### TASK PROMPT
Every line with "outline" in it should be copied from the data.
┌──
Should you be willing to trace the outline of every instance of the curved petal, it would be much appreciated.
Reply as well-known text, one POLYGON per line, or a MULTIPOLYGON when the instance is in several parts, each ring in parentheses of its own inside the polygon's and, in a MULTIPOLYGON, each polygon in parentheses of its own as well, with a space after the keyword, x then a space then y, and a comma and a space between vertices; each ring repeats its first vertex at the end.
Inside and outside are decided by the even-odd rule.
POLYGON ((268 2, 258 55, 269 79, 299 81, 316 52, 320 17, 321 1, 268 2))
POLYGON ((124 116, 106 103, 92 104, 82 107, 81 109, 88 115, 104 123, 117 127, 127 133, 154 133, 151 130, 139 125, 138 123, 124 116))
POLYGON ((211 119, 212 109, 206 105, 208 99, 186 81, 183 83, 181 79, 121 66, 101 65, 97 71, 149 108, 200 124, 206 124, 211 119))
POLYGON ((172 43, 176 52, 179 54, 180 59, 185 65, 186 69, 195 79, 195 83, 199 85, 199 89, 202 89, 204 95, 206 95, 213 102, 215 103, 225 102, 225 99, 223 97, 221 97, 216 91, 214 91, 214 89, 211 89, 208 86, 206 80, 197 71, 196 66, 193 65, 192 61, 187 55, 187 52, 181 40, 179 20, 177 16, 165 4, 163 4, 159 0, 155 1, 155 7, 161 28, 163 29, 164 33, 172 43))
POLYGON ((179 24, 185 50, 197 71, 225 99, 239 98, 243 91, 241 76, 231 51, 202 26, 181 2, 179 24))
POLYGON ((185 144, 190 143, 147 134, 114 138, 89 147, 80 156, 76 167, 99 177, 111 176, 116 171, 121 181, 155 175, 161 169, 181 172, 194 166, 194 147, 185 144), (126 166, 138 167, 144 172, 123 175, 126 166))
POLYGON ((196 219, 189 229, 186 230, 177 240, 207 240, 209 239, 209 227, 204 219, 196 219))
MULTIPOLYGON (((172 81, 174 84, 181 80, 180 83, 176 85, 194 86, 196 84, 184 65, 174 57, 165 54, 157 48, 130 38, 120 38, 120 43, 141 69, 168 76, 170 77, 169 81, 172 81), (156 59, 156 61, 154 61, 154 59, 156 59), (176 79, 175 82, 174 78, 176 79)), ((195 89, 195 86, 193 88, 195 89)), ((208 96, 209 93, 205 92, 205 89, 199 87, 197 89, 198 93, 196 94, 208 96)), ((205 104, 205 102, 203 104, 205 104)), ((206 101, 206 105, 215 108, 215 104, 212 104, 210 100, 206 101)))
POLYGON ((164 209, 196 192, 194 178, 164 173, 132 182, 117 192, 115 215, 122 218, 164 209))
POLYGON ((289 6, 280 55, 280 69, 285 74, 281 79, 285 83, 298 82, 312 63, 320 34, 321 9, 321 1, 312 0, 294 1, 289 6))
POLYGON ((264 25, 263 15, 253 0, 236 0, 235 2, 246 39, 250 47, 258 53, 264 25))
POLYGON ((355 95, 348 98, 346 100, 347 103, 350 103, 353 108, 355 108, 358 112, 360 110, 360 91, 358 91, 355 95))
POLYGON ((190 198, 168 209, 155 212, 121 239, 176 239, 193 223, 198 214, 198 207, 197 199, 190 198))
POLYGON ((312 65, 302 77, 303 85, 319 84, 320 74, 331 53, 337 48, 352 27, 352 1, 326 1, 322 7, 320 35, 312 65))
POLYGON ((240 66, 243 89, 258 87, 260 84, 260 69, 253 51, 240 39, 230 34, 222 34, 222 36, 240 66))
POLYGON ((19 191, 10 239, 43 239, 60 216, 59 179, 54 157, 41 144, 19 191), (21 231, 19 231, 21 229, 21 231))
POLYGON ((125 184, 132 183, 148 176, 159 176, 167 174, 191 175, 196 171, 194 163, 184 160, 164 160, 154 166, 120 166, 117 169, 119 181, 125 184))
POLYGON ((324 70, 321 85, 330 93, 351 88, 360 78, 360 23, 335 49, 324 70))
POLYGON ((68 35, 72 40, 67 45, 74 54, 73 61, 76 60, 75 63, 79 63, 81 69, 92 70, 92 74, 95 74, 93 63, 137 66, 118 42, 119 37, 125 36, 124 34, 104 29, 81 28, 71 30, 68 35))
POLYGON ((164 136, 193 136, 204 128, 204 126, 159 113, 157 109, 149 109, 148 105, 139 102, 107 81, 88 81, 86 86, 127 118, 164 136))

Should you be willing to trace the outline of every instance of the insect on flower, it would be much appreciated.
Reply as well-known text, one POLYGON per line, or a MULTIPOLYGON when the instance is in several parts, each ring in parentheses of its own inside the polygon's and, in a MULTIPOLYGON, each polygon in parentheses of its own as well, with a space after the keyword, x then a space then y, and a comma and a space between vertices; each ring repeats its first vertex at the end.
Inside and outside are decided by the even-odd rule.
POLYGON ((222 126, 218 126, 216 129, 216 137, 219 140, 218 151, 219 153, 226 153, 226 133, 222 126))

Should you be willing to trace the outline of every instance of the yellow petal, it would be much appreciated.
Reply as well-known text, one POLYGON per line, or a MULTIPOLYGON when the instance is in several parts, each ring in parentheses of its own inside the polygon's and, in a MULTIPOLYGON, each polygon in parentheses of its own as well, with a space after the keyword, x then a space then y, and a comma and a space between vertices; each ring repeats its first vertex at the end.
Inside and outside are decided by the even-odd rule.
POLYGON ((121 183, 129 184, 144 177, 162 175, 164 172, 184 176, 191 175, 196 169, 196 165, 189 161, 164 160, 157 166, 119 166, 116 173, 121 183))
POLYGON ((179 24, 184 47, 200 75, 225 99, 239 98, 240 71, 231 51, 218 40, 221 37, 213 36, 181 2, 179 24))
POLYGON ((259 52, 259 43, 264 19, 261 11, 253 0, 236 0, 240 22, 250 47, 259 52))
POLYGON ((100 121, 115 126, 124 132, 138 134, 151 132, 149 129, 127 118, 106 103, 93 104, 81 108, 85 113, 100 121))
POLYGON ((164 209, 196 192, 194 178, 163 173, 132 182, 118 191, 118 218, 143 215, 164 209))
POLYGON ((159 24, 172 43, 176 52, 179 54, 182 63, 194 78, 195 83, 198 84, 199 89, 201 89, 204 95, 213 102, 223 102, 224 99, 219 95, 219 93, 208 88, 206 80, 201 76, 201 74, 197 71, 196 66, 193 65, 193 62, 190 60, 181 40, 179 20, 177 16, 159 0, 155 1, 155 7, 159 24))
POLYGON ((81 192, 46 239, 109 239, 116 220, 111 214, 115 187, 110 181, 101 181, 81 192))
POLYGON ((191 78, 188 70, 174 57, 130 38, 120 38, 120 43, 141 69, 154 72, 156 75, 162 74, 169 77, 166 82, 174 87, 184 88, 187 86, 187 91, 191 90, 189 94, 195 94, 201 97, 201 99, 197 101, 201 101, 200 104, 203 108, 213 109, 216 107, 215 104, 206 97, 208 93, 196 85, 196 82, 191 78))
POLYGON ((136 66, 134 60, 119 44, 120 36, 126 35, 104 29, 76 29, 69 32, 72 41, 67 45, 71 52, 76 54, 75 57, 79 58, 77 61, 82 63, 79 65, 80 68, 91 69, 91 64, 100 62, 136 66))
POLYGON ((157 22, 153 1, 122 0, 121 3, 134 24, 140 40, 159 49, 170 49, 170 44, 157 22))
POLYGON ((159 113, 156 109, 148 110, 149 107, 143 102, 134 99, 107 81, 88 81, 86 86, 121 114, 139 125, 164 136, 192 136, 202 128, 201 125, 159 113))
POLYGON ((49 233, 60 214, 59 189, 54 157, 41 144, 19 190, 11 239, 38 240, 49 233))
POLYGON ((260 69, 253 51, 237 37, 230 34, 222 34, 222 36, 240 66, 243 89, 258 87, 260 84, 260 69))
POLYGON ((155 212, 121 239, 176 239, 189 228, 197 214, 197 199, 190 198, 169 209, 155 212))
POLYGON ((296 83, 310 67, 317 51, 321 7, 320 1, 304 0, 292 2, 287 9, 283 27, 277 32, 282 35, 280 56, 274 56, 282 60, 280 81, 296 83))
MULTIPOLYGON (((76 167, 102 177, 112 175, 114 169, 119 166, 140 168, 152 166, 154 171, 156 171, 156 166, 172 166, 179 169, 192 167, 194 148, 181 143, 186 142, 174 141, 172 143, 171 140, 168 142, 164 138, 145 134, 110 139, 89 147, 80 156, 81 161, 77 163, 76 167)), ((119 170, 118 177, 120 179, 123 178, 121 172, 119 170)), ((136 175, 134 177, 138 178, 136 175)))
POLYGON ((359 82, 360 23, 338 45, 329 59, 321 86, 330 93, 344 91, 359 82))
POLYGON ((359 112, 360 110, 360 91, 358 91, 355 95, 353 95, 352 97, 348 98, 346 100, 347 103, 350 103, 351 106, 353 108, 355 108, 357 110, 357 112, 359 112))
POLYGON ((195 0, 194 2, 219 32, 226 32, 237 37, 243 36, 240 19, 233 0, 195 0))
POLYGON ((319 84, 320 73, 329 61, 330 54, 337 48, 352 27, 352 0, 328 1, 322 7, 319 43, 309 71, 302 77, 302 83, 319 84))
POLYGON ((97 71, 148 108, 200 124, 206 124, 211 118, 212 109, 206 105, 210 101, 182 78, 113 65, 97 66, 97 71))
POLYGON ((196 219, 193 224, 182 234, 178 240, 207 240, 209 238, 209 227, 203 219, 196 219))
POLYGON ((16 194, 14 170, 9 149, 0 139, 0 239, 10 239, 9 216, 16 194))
└──
### FINAL ANSWER
Should you be willing to trace the outline of every instance of the curved petal, it would be much appreciated.
Should you be willing to trace the outline of every instance of the insect on flower, it would be much appreciated.
Should you be willing to trace the outline of every instance of the yellow petal, it would be much appreciated.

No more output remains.